**Object pointing dataset rows**.

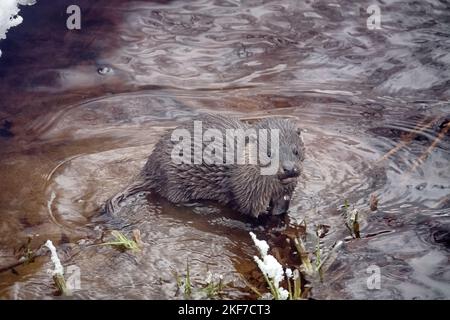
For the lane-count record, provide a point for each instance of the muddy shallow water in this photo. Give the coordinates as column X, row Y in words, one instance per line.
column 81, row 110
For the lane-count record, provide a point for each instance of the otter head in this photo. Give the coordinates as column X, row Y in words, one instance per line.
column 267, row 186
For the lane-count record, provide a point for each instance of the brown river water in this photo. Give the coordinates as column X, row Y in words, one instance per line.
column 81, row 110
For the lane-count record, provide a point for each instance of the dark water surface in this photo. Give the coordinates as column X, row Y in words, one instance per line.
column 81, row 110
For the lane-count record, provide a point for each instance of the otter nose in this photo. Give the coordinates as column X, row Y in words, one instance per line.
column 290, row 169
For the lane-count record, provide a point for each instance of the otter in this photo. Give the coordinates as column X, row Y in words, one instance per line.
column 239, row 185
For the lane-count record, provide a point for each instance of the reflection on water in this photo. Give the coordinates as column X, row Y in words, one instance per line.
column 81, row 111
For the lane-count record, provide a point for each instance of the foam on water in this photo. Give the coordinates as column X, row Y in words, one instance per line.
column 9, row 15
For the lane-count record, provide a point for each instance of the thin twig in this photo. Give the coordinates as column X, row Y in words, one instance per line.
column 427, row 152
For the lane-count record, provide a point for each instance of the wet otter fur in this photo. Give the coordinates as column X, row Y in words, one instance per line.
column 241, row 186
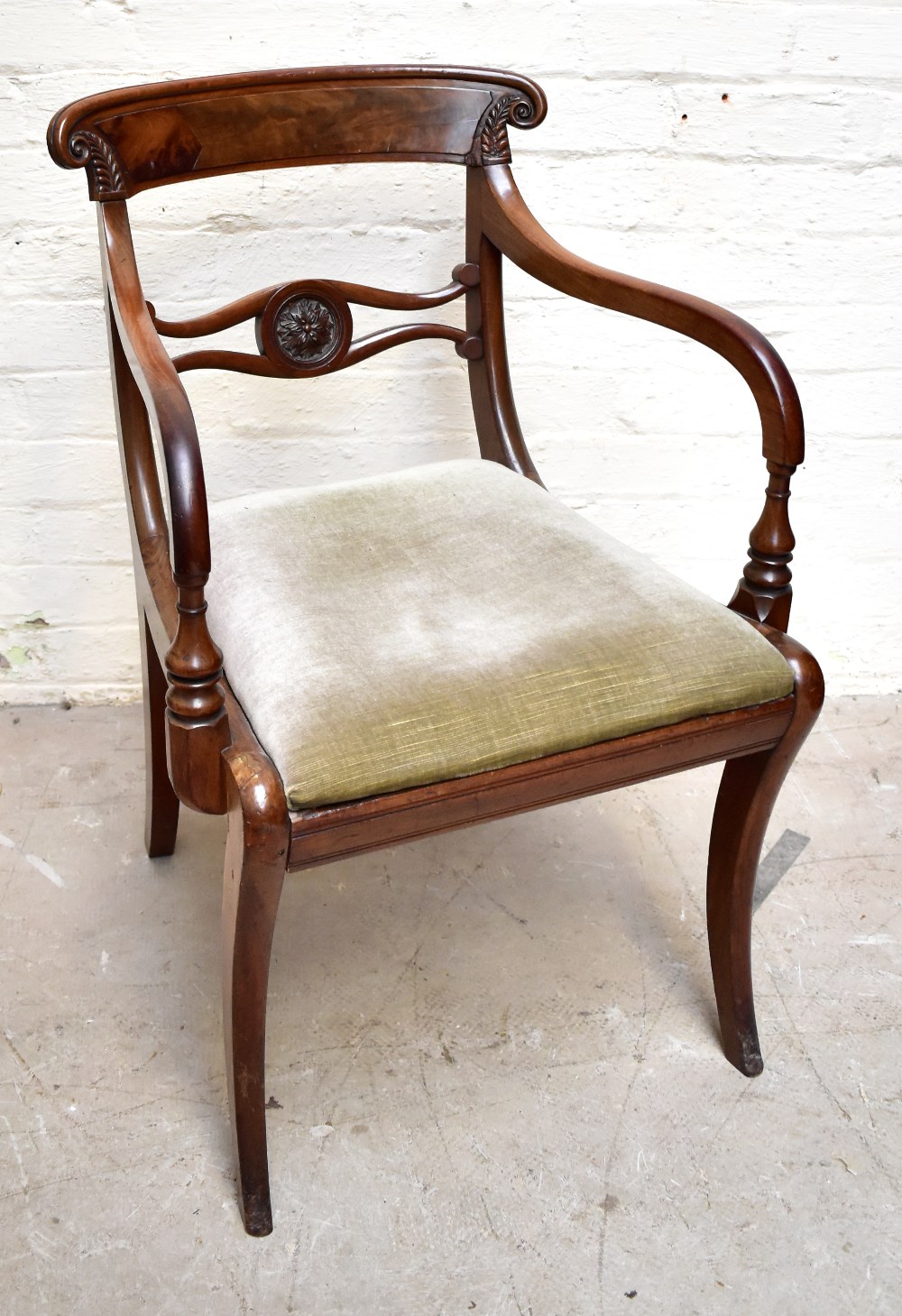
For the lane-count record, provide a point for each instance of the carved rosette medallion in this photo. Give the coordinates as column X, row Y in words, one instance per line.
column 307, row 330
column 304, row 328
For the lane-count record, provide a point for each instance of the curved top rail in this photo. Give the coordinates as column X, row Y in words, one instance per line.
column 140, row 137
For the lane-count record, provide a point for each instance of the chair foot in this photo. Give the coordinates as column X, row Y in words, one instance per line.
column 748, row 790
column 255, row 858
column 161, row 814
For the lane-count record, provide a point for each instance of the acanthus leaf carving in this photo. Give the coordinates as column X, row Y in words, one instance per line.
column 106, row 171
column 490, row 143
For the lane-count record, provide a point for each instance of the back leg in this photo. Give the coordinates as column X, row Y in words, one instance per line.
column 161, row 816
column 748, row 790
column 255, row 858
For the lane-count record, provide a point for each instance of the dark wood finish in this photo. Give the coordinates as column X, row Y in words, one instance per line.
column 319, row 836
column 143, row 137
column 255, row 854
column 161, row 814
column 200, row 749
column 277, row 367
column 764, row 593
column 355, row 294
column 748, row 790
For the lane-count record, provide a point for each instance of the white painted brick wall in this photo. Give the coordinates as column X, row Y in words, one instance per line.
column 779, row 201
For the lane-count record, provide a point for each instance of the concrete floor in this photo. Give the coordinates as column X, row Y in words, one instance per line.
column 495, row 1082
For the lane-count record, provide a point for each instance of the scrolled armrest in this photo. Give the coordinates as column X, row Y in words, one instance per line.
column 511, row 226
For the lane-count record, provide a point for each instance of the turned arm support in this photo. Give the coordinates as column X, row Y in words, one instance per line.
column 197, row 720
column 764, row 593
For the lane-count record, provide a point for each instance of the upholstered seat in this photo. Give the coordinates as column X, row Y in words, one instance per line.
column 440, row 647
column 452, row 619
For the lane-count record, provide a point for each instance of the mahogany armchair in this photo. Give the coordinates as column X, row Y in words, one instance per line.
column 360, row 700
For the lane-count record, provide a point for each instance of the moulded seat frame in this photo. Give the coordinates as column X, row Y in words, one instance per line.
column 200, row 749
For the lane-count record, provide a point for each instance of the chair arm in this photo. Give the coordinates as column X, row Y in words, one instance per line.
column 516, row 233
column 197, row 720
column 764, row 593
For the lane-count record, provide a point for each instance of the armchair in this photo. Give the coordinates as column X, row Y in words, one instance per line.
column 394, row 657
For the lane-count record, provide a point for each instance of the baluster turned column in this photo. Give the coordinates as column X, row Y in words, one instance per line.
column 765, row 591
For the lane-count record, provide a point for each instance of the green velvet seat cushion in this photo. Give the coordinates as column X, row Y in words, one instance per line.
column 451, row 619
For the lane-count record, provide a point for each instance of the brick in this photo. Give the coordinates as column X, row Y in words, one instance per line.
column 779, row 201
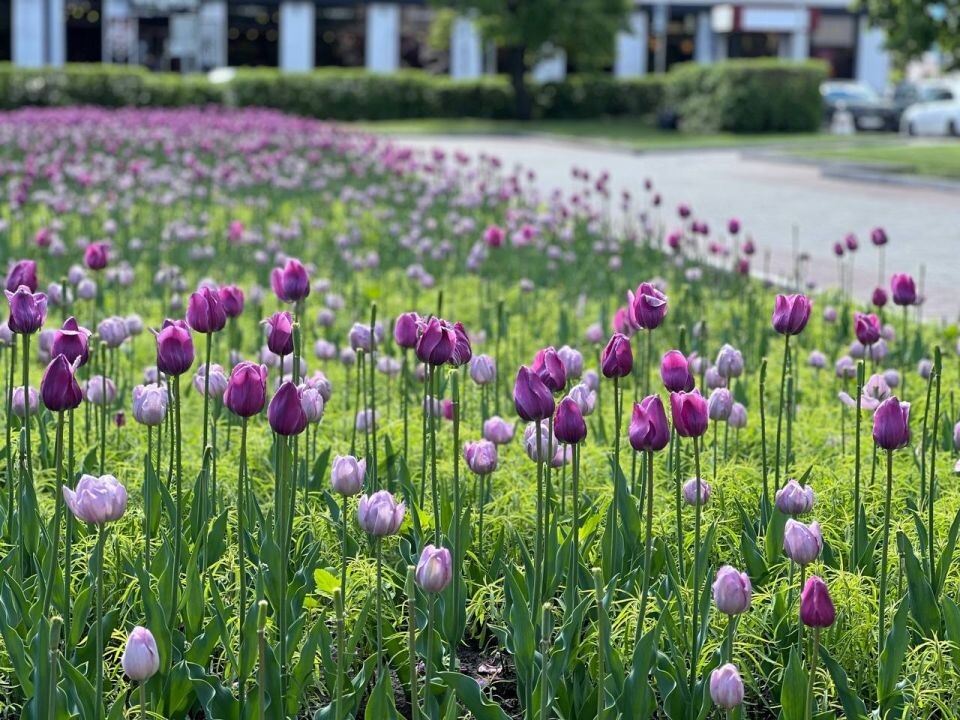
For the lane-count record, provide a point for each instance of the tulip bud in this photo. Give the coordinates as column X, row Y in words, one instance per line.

**Problem details**.
Reproduce the material above line for line, leaving out the pictures.

**Response to the exercise**.
For the lane-count record, provide a point for each instance of the muddy shallow water in this photo. Give the coordinates as column X, row Y in words, one instance per line.
column 81, row 110
For the lane-count record, provide a point for each instance of the otter head in this photo. Give the coordinates as column X, row Y in words, one instance per line.
column 267, row 186
For the lane-count record, provide a point for each instance of the brown river water in this photo. Give the coordinates as column X, row Y in words, one instance per line.
column 81, row 110
For the lane-count record, provide a point for each instance of the dark water surface in this photo. Give the coordinates as column X, row Y in words, one instance per line.
column 81, row 110
For the lane-count record, provide a point for each instance of the otter nose in this photo. Give the coordinates as column X, row Y in words, one instance per line.
column 290, row 169
For the lane-count record, provide a point for each instance of the otter in this photo. Give the coordinates as column X, row Y in words, one instance per line.
column 239, row 185
For the lane-count record, provide a point for each instance of the reflection on water in this photo. Give the coordinates as column X, row Y in words, one instance per line.
column 81, row 111
For the lane-count record, provide a point for each instance of the foam on water in this photo. Give the coordinates as column X, row Y in words, one instance per line.
column 9, row 15
For the lane-count record, provide a point for each instance of the thin twig in this photo. Give the coordinates as column X, row Y in words, one instance per line.
column 427, row 152
For the lane-count record, provide a point for each instance of the wet otter fur in this photo. Give the coordinates as column X, row Y in words, one instance per line.
column 241, row 186
For the lane-count record, provide a point for each instance of the carved rosette medallion in this photo. Give the coordinates as column X, row Y in words, one instance per line.
column 307, row 330
column 304, row 328
For the lane-count record, provide a point for each instance of the curved top rail in this photo. Give the coordinates as column X, row Y in words, one instance per line.
column 140, row 137
For the lane-count record, provide a point for each instance of the chair foot in this photo. Give the coordinates as column X, row Y in words, one instance per line.
column 748, row 790
column 255, row 858
column 161, row 814
For the lane-count record, provide a point for each instance of the acanthus leaf carving in this photo. Give the coordinates as column X, row Y in words, one instance per line.
column 106, row 171
column 490, row 143
For the lane-count record, provide a point for each instance of the back leg in this photo. Give the coordinates as column X, row Y in words, one instance per line.
column 161, row 816
column 748, row 790
column 255, row 858
For the lane-count record, provide a point for each instance of the dark wood finish in this photo. Give the coordinates as column X, row Y in words, one instance per line.
column 319, row 836
column 143, row 137
column 255, row 854
column 161, row 814
column 200, row 749
column 277, row 367
column 764, row 593
column 355, row 294
column 748, row 790
For the lane-count record, provide a point for each instance of the white painted brick wall in this photo. Give the coordinates as column X, row Y in words, one instance per line.
column 779, row 201
For the lane-count record, provide a point for each instance of the concrete floor in this photo. Give the coordinates as column X, row Y in words, one instance per line.
column 495, row 1082
For the lane-count record, provide a point for each instance of the scrolled armrest in this photo. Give the coordinates as column X, row Y in words, one instance per line.
column 511, row 226
For the lane-count record, provide a point for each instance of the turned arm support in this photo. Give the coordinates as column X, row Y in words, one instance per line.
column 197, row 720
column 764, row 593
For the lane-count record, provide a point for each instance of the upholstered seat in this photo. Give the coordinates as column X, row Y in words, one instance per line.
column 440, row 647
column 452, row 619
For the lane-count record, provide a point for each instance of the mahogany armchair in this photo. Give the coordinates as column X, row Y in words, one instance per line.
column 360, row 700
For the lane-count record, provide a point for each instance of the moulded seat frame in this photo. Give the coordinates as column X, row Y in words, one instance per line.
column 200, row 749
For the lane-count record, provide a point for each instance of the chair arm in this photo. Give the coordinates as column X, row Y in words, one instance per line.
column 516, row 233
column 197, row 720
column 764, row 593
For the lane-count record, provide a point for each instance of the armchair in this photo. Give the coordinates as column X, row Y in words, one instance per line.
column 394, row 657
For the lane-count record, provide a point for each instance of the baluster turned column in this photo. Give the coordinates as column X, row Y in words, one instance per line.
column 765, row 591
For the lane-count record, provide a point for each instance of the green velvet seat cushion in this photo. Give the coordinates as column X, row Y in words, one instance per line.
column 451, row 619
For the lane-count record, provide a point for each instance of the brick in this photo. Give the coordinates as column X, row Y in words, one instance per line.
column 779, row 201
For the lane-count record, provide a point for each instance of the tulip bud in this photo. Give the coordinates as column X, row Y in words, one instance per line.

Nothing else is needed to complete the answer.